> 练习题目:
将下面从含有“Where can the rock”的那一行起直到末尾的各行转写为两列CSV，列名分别为“文本”和“答案”。每行文字与其答案合占一行，各放入一个带引号的字段，其中的换行一律改为空格。
⁂
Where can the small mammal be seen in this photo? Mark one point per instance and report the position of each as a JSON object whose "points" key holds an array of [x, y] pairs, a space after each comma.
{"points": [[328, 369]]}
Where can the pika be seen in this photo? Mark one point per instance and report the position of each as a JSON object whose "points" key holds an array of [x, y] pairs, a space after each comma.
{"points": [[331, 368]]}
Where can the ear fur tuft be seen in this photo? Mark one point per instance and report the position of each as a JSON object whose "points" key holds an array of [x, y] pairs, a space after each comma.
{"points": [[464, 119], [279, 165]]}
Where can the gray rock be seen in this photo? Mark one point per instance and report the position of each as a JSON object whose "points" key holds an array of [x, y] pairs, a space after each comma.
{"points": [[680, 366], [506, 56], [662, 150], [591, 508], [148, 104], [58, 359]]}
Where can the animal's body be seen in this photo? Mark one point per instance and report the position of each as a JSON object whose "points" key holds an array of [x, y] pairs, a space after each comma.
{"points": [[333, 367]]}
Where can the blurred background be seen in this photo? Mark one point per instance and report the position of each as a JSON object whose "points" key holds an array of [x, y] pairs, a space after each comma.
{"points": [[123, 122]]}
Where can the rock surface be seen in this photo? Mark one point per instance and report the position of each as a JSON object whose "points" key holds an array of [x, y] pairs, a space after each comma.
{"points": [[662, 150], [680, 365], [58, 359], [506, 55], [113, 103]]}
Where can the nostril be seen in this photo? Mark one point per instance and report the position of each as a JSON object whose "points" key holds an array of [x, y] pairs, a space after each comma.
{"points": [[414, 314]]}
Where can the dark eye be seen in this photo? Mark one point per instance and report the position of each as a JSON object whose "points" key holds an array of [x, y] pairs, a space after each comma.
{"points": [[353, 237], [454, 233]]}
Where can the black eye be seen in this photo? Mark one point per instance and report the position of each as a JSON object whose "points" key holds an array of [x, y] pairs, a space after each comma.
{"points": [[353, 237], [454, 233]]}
⁂
> 参考解答:
文本,答案
"Where can the rock surface be seen in this photo? Mark one point per instance and report the position of each as a JSON object whose ""points"" key holds an array of [x, y] pairs, a space after each comma.","{""points"": [[662, 150], [680, 365], [58, 359], [506, 55], [113, 103]]}"
"Where can the nostril be seen in this photo? Mark one point per instance and report the position of each as a JSON object whose ""points"" key holds an array of [x, y] pairs, a space after each comma.","{""points"": [[414, 314]]}"
"Where can the dark eye be seen in this photo? Mark one point per instance and report the position of each as a JSON object whose ""points"" key holds an array of [x, y] pairs, a space after each comma.","{""points"": [[353, 237], [454, 233]]}"
"Where can the black eye be seen in this photo? Mark one point per instance and report the position of each as a JSON object whose ""points"" key holds an array of [x, y] pairs, a space after each comma.","{""points"": [[353, 237], [454, 233]]}"